/---

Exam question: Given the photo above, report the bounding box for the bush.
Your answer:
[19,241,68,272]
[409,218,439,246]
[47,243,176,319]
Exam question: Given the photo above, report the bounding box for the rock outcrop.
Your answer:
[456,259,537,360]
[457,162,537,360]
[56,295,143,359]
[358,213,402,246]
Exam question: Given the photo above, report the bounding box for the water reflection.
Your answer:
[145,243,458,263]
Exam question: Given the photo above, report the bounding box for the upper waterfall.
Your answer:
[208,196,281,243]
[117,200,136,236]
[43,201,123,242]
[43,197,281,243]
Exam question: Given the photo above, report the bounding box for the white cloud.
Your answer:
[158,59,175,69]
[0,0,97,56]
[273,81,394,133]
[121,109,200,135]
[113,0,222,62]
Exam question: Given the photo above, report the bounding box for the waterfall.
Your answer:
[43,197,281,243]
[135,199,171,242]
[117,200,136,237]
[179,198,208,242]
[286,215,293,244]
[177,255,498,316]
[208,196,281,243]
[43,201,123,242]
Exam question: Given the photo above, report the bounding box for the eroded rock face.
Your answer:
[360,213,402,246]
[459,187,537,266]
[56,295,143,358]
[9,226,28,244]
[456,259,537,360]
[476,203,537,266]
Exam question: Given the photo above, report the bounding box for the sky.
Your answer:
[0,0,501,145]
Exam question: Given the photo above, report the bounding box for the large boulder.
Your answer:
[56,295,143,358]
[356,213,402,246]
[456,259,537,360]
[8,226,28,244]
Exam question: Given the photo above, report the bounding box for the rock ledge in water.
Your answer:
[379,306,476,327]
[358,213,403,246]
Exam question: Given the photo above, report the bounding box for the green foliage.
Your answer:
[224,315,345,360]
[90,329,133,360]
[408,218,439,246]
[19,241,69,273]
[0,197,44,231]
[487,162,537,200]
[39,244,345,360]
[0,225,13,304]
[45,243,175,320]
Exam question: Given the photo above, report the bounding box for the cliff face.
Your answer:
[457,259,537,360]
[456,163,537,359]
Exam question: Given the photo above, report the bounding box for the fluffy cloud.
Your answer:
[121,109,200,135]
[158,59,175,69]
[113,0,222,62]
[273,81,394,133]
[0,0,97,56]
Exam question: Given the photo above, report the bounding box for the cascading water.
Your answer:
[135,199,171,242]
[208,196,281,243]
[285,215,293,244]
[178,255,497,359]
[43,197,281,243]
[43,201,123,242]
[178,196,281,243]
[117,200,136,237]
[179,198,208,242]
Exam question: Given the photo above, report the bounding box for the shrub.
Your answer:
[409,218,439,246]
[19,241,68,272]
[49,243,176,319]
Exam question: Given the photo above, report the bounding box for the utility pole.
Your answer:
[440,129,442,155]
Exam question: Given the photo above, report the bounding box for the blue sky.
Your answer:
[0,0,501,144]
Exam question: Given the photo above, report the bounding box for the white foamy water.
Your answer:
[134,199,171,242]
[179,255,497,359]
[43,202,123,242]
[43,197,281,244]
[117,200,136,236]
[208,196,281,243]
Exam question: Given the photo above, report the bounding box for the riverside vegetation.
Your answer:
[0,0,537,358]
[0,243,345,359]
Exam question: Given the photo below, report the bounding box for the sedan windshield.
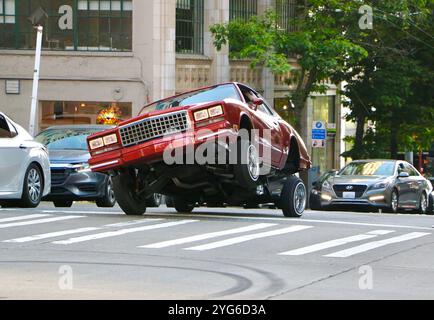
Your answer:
[35,128,101,150]
[139,84,241,115]
[339,161,395,176]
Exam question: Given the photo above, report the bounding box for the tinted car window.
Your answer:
[0,116,11,138]
[35,128,101,150]
[140,84,240,114]
[339,161,395,176]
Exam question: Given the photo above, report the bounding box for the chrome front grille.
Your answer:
[119,111,189,147]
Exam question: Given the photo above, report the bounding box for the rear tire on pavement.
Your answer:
[112,173,146,216]
[95,177,116,208]
[173,197,194,213]
[20,163,44,208]
[279,176,307,218]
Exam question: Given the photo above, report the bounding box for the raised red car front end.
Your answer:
[87,102,237,172]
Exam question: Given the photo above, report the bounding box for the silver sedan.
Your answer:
[0,112,51,208]
[319,160,433,214]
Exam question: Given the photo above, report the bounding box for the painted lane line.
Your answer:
[3,227,101,243]
[104,219,164,228]
[0,216,83,229]
[52,219,198,245]
[279,230,393,256]
[325,232,431,258]
[0,214,49,223]
[138,223,276,249]
[184,225,313,251]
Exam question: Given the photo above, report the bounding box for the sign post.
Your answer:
[312,121,327,148]
[29,26,44,137]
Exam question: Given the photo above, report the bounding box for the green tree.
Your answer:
[210,0,367,130]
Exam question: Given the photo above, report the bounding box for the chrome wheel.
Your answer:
[247,145,259,181]
[294,183,306,214]
[27,168,42,203]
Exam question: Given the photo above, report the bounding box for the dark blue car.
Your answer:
[35,125,116,207]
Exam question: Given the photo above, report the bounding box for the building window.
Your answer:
[229,0,258,21]
[276,0,296,32]
[0,0,133,51]
[176,0,204,54]
[39,101,132,131]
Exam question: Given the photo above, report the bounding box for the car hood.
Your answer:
[328,175,389,186]
[48,150,90,163]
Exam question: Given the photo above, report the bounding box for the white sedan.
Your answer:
[0,112,51,208]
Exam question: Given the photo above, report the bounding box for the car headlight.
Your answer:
[371,182,389,190]
[89,138,104,150]
[208,106,223,118]
[102,133,118,146]
[194,109,209,121]
[73,162,92,172]
[322,180,332,190]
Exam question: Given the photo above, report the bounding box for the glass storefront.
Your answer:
[0,0,133,51]
[39,101,132,131]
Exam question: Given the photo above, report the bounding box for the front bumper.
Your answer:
[43,170,108,201]
[89,120,237,172]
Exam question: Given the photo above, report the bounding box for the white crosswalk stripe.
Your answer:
[52,219,198,245]
[0,216,83,229]
[138,223,276,249]
[184,225,313,251]
[325,232,431,258]
[279,230,394,256]
[0,214,49,223]
[3,227,101,243]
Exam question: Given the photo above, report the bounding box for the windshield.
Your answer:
[139,84,241,114]
[35,128,102,150]
[339,161,395,176]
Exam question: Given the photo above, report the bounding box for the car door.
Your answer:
[0,114,28,192]
[240,86,283,167]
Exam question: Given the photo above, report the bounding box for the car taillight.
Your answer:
[193,105,223,121]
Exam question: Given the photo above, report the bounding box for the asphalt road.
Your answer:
[0,203,434,300]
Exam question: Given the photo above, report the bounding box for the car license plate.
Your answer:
[342,192,356,199]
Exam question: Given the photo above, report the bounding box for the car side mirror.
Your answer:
[398,172,410,178]
[252,98,264,107]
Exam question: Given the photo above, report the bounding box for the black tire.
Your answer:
[279,176,307,218]
[234,137,260,189]
[386,189,399,213]
[95,177,116,208]
[173,197,194,213]
[53,200,73,208]
[146,193,163,208]
[20,163,44,208]
[164,196,175,208]
[112,173,146,216]
[418,192,429,214]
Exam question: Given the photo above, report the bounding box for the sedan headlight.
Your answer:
[322,180,332,190]
[89,138,104,150]
[371,182,389,190]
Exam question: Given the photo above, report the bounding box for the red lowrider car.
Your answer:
[88,83,311,217]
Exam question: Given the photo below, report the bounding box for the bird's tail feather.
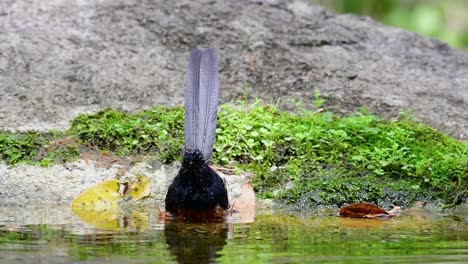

\---

*What you have to do*
Find each line in the records that contains the word "white" and copy it out in full. Case counts, so only lines with that exact capitalization match.

*Full response*
Exam question: Given the photo above, report the bounding box for the white cloud.
Exam question: Given the photo above, report the bounding box for the white foamy water.
Exam question: Given the photo above, report the bounding box for the white sedan.
Exam question: Given the photo above, report the bounding box for the white crosswalk stripe.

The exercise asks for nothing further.